JOB:
Rewrite all of the rows below, replacing every occurrence of "traffic-flow assessment" with "shoreline monitoring" and leaving everything else unchanged.

Object point labels:
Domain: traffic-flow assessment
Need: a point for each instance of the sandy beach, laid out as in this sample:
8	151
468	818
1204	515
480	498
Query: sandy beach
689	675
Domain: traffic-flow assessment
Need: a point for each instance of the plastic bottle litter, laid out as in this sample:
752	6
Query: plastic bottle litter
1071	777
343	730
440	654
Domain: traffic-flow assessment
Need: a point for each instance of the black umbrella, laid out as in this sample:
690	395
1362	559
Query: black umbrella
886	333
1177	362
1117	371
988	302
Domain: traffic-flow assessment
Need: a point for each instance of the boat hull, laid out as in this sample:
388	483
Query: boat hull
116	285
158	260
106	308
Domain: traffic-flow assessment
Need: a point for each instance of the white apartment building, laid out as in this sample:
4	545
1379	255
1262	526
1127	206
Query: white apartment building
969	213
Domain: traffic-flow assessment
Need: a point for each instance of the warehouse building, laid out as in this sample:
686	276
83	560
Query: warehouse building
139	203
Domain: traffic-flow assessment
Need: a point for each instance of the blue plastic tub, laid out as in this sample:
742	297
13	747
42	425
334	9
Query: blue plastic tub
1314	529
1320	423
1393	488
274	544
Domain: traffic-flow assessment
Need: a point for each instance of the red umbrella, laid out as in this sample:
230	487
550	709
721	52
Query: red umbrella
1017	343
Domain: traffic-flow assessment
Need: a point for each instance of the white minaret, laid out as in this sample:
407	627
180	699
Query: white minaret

SOLVED EXERCISE:
Domain: shoreline monitoring
Need: a point for each instance of the sandy beach, laid out as in this sample:
8	151
468	818
1204	515
480	498
Query: sandy beach
689	675
Domain: shoreline monitoring
Need: a point for each instance of the plastic bottle litter, laid out as in this sample:
752	6
Query: plastic bottle litter
1071	777
343	730
440	654
Domain: shoreline monitoring
Need: a point for each instance of the black umbrella, laid out as in this sample:
690	395
1362	559
Query: black umbrella
886	333
1177	362
1117	371
988	302
Domain: shoreline monitoring
Need: a point for each instance of the boat hull, laid out as in this sample:
388	483
Query: boat hull
116	285
158	260
106	308
Domain: shoreline monitoring
Need: a point for each instance of the white apartment building, laid out as in this sample:
4	545
1379	255
1262	526
1127	206
Query: white apartment building
969	213
Domain: shoreline monitoring
Need: a point for each instance of the warehouse building, laid out as in this sample:
686	276
83	560
Query: warehouse building
139	203
Domain: shoreline monitoring
Need: a point for each instance of the blue plastic tub, laid out as in this sample:
742	297
13	747
42	425
334	9
Query: blue plastic tub
1314	529
1320	423
1393	488
274	544
Domain: shoreline monitoring
Need: a point for each instance of the red umbrella, laid out as in this sample:
230	487
550	709
721	52
Query: red umbrella
1017	343
Domain: shoreline monitoring
Need: a point for each instance of the white minaret, laid out as in this sample:
407	627
180	699
Query: white minaret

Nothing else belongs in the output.